(Point-per-instance localization data)
------

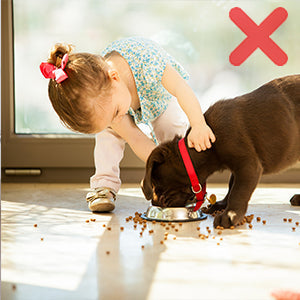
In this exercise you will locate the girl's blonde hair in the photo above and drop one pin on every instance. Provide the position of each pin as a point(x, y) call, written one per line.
point(75, 98)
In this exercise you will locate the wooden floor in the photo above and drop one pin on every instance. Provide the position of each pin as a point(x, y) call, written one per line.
point(50, 251)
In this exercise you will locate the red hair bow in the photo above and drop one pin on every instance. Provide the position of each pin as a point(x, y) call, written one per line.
point(51, 71)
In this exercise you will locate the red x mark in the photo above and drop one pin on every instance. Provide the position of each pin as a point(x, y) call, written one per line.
point(258, 36)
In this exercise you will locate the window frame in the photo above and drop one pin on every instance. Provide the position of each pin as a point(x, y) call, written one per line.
point(19, 151)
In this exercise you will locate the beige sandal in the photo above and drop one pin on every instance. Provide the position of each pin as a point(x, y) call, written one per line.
point(101, 199)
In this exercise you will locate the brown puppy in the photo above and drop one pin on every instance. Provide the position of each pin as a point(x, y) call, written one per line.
point(257, 133)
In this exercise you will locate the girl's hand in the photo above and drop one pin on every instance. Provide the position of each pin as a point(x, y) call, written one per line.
point(201, 137)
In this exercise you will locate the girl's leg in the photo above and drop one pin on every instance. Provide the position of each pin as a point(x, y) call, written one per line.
point(106, 182)
point(173, 121)
point(108, 152)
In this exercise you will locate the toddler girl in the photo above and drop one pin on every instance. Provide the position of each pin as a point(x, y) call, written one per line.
point(134, 81)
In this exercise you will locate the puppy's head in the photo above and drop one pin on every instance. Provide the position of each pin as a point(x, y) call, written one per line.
point(166, 182)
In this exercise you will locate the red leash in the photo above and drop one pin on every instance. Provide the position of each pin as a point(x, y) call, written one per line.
point(196, 187)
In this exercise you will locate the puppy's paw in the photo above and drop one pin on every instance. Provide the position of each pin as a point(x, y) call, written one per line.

------

**TO DO**
All of the records above are to be copied exactly, minus the pictures.

**RESULT**
In this exercise you will locate the girl's blonde hair in the photo above and drop one pin on every instance. Provide the position of each pin as a point(x, y) call, written one per line.
point(75, 98)
In this exercise you will locate the wooden floor in the photo above and drop one pin on every instance. Provide the position of each pin as a point(x, y) call, written one per line.
point(50, 251)
In this exercise you will locate the red hair bow in the photo above and drop one pin on every instance. Provide the position of each pin as a point(x, y) call, written one per line.
point(51, 71)
In this exercise you will locate the red x mark in the photo above and drop one pin on every instance. Provide the position of each pin as a point(x, y) call, written one per line.
point(258, 36)
In this exercise you will locate the window frame in the photo above and drop one pin on every instance. Provide the position of each pin as a point(x, y) call, written one per line.
point(19, 151)
In this exercise you will locate the beige sandal in the photo above and drop one pin on every instance. Provide the position of each pin as a point(x, y) call, written one per line.
point(101, 199)
In this exercise you will locate the brown puppy in the photo above and drop one pin on every instance. Provide the position of each pin as a point(x, y) call, written one per line.
point(257, 133)
In this exercise you will locate the girl's hand in the photo above and drop one pin on every instance. Provide the position of each pin as a point(x, y) call, written one per line.
point(201, 137)
In this exercise you will locate the girl's leg in the photo above and drop one pin on every instance. Provide the position of each pin as a point(x, y) call, written one per line.
point(106, 182)
point(173, 121)
point(108, 152)
In this exercise you will locate the toddler girl in the photo above and drop one pin on every instance. Provide the position of each pin as a point(x, y) call, written one per line.
point(134, 81)
In this exercise you will locate the puppy's head in the photo above and drop one pin on every instance. Provide the position of each pin as a point(x, y) call, written one per line.
point(166, 182)
In this exercise you will locate the red leash in the photo above and drop one pin on every instance. Provide the position of each pin as a point(x, y) call, written one per line.
point(196, 187)
In this exercise you will locate the puppy's paw in the photo above and drop one pin on every instance. Provide the position of each pin as a point(x, y) call, written one per line.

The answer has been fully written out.